[Exercise requirements]
Rewrite all the rows below, changing "Please spot" to "Please locate" and leaving everything else as it is.

[Records]
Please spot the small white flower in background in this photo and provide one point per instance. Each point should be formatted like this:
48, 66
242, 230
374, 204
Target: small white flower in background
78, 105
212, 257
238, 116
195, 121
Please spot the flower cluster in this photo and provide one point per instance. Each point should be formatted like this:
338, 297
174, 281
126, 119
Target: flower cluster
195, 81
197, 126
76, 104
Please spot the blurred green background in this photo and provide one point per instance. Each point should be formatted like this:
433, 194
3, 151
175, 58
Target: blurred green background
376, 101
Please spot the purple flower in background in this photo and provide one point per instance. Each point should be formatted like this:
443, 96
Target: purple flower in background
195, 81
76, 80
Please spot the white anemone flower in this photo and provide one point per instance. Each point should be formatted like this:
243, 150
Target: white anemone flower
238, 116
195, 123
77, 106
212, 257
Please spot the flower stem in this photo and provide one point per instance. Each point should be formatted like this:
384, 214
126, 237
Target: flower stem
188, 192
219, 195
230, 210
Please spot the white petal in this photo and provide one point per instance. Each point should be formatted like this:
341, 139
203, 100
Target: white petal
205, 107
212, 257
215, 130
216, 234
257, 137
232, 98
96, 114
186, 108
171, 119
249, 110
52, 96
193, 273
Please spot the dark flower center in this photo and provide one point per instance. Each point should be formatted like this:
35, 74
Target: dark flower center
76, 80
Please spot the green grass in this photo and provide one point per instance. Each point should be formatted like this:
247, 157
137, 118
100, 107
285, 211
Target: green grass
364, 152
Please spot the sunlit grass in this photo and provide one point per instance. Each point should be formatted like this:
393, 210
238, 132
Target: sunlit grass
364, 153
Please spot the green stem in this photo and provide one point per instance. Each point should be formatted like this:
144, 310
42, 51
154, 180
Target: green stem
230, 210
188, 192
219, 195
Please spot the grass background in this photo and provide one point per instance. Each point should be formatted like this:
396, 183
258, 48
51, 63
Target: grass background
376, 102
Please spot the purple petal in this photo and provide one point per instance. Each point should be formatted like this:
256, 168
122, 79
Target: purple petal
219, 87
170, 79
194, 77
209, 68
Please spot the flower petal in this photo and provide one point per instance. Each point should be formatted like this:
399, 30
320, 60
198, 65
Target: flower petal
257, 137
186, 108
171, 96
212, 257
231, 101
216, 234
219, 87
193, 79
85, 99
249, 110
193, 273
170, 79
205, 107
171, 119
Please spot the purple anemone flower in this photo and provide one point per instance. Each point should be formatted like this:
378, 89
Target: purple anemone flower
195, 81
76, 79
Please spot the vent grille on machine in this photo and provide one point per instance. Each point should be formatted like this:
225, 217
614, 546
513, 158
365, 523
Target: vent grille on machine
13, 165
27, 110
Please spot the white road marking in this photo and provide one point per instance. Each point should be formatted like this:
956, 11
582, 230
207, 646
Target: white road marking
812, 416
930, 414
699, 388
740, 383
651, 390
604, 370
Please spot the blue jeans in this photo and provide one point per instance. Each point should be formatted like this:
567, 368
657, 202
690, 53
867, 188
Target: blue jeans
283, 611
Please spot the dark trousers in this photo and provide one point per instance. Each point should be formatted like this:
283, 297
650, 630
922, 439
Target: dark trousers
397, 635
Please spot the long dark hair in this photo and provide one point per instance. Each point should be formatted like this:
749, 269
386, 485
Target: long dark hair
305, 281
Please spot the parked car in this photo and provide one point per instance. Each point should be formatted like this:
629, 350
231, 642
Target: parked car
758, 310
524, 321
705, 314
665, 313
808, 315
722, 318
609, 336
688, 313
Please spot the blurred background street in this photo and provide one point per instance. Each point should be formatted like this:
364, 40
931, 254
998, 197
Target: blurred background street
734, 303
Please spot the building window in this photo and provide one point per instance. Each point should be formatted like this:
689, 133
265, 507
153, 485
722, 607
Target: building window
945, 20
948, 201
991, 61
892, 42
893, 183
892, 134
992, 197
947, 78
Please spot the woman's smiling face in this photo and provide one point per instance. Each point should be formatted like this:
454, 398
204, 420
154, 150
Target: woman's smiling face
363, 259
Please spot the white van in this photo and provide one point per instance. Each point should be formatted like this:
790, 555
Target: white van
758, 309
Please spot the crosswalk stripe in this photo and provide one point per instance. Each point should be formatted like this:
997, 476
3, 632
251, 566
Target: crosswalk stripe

[Reply]
Please locate the small white flower in background in this photo and provide one point per instance. Each point should be formatted like this:
48, 66
242, 230
374, 204
Target: small white flower in background
78, 105
212, 257
238, 116
195, 121
Please locate the flower cluster in this photo and provide one point per instance. Each point should be formatted like this:
338, 297
174, 281
126, 119
Target: flower cluster
195, 81
197, 126
76, 104
Please locate the blurred green background in this photo and provide one point per instance. Each point should be formatted like this:
433, 194
3, 151
175, 58
Target: blurred green background
376, 101
Please locate the purple flower in background in this photo and provide one point per instance. Each point should be formatted like this:
443, 96
Target: purple flower in background
195, 81
76, 80
Please locate the white anemone flower in this photo and provide one point per instance. Each point should be formatted like this:
243, 150
Target: white anemone flower
238, 116
195, 123
77, 106
212, 257
Please locate the flower stem in this photo and provide one point per instance. Each point should be formatted like this:
384, 214
126, 237
Target: flower stem
188, 192
219, 195
230, 210
Please locate the white petal in this photo and provide one point per instance. Each point should be formatted like this:
341, 139
203, 100
Target: white petal
205, 107
212, 257
215, 130
216, 234
257, 137
232, 98
96, 114
186, 108
171, 119
249, 110
52, 96
193, 273
Please locate the dark flower center in this photo and provide one point per instance. Each point should be formatted like this:
35, 74
Target: dark flower center
76, 80
Please locate the green grass in this photo and provide one point per instance. Each point should be formatted like this:
247, 157
137, 118
100, 107
285, 211
Target: green grass
364, 152
Please locate the sunlit grass in this photo and provide one point per instance. Each point should be formatted like this:
393, 210
238, 132
Target: sunlit grass
364, 153
Please locate the green stem in this photo and provide one point per instance. Each point should be formatted like this:
144, 310
42, 51
154, 180
Target: green stem
230, 210
188, 192
219, 195
Please locate the grass background in this photo and provide one point per instance. Each point should be formatted like this:
396, 183
258, 48
51, 63
Target: grass background
376, 102
Please locate the purple petal in this photo and provide one point per instance. Each point should be formatted like this:
256, 168
122, 79
Target: purple petal
219, 87
170, 79
194, 77
209, 68
Please locate the flower petal in this photo and provide one point per instance. Each point should be formatted like this:
399, 30
320, 60
198, 65
Target: flower petal
257, 137
186, 108
171, 96
212, 257
231, 101
216, 234
219, 87
193, 79
85, 99
249, 110
193, 273
170, 79
205, 107
171, 119
Please locate the purple anemone flower in this photo and provide one point per instance. Each point should be formatted like this:
378, 89
Target: purple anemone flower
195, 81
76, 79
Please locate the vent grille on machine in this photo and provide one point per instance. Each point should be formatted like this:
225, 217
614, 546
513, 158
365, 523
Target: vent grille on machine
13, 165
27, 110
Please locate the white road marking in this photo and provide one point per instance. Each point should be formatted like this:
956, 11
582, 230
207, 646
Target: white road marking
812, 416
930, 414
699, 388
740, 383
651, 390
604, 370
Please locate the blue jeans in this photo and provide one point per instance. Each point should be formatted like this:
567, 368
657, 202
690, 53
867, 188
Target: blue jeans
283, 611
Please locate the dark trousers in this photo and provide one point per instance. Each point should be formatted like this:
283, 297
650, 630
922, 439
Target: dark trousers
397, 635
Please locate the long dark hair in this photo and provide one point per instance. Each point should be formatted like this:
749, 269
386, 485
Target: long dark hair
305, 281
Please locate the parked car in this photo and provide one point per instance. Each point should be formatted like this:
629, 350
231, 642
Target: parked car
758, 310
524, 321
705, 314
665, 313
808, 315
722, 318
609, 336
688, 313
Please locate the blurred background street in this photo and provide one point per instance. Each point should be formatted like this:
364, 40
931, 254
998, 197
Target: blurred background street
734, 303
Please locate the building window in this photo and provide one point per instance. Each point should be formatted like this:
689, 133
265, 507
153, 485
722, 607
Target: building window
945, 20
948, 201
991, 61
892, 42
893, 183
892, 134
992, 197
947, 78
Please locate the woman's smiling face in this photo and provide one point per instance. Each point should be formatted like this:
454, 398
204, 420
154, 150
Target: woman's smiling face
363, 259
Please locate the white van in this photo and provide one point per instance. Each point should be formatted like this:
790, 555
Target: white van
758, 309
Please locate the crosswalk stripe in this photo and provide one point per instance. Each point should be formatted like this:
997, 476
3, 632
251, 566
Target: crosswalk stripe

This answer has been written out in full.